How can a build system support code generation but force declaration of all external dependencies?

I'm currently working on a build tool where its come up that it would be desirable to support code generation. Currently the tool simply compiles any out of date C and C++ source files it finds in the current folder when it's invoked. There's some support for custom build targets, which could create files, but the tool will ignore them because it only pays attention to the files that existed at startup.

This means it's impossible to use a code generating tool, for example lex/yacc. Adding support wouldn't be too difficult. Say the user creates a 'scripts' folder with executable scripts inside it. The tool could simply invoke all the executable scripts inside, relying on the #! magic at the top of the file to invoke the right interpreter, whether it be python/perl/sh/etc. These scripts could edit the source code or produce more source code however they like. After they'd run, the tool would examine whatever source files existed at that point, instead of at startup. But this potentially conflicts with one of the system's other roles.

The build system also lets you specify what versions of libraries you depend on, and it then handles the proper include flags, linker options, etc. for you. Most importantly, it can immediately tell you if a dependency is missing. You can always know that the dependencies are accurate, because without them the compiler won't be able to find the headers for the libraries you use.

> Material provided:
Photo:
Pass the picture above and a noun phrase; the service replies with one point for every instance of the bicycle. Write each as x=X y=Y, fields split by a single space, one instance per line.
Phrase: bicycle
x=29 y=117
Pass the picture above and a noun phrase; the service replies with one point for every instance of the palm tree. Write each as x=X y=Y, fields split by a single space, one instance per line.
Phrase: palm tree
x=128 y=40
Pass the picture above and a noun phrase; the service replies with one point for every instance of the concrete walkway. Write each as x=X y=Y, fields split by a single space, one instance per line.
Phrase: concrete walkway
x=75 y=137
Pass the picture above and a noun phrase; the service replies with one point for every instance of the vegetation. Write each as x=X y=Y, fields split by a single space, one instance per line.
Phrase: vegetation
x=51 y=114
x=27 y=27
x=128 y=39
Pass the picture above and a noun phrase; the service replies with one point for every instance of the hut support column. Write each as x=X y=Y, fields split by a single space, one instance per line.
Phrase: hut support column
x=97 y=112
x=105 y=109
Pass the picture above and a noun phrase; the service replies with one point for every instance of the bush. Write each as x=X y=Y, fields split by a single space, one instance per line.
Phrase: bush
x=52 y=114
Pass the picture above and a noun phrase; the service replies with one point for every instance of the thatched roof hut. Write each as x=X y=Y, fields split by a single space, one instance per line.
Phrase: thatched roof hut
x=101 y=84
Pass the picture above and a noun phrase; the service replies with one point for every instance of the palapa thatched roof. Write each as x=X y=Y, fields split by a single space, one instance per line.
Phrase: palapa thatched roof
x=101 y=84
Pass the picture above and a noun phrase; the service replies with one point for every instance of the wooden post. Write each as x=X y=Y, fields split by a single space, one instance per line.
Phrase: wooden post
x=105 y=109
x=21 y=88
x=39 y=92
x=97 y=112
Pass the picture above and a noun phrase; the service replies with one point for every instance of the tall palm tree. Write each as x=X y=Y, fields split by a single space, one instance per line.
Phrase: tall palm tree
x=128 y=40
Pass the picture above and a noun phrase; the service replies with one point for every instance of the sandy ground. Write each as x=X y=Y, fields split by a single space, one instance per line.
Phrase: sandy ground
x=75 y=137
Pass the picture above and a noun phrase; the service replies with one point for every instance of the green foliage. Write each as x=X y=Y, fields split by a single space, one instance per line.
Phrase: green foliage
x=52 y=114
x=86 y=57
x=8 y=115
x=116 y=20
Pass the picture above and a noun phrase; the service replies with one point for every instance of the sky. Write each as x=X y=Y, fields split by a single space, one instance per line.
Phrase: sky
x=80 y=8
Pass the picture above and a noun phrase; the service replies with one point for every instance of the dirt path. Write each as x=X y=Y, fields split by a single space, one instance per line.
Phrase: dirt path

> What the task requires:
Continue the forum post about adding code generation to a C and C++ build tool, starting right after its last sentence.

> Answer to this problem:
Arbitrary scripts potentially ruin this. By being able to invoke any version of anything that's in your current $PATH, they could make your software dependent on any utility or file that happens to be installed on the current box. Worse, you can't even know what version the script depends on. Does this script rely on a behavior specific to Perl 5.10? Does it rely on a file being located at some absolute path? Even if constrained to a few preset versions of interpreters, any one of those interpreters could do system("myarbitarycmd somesourcefile.c"). I see this problem in autotools projects all the time -- their configure scripts or makefiles depend on tools that aren't specified in their package dependencies.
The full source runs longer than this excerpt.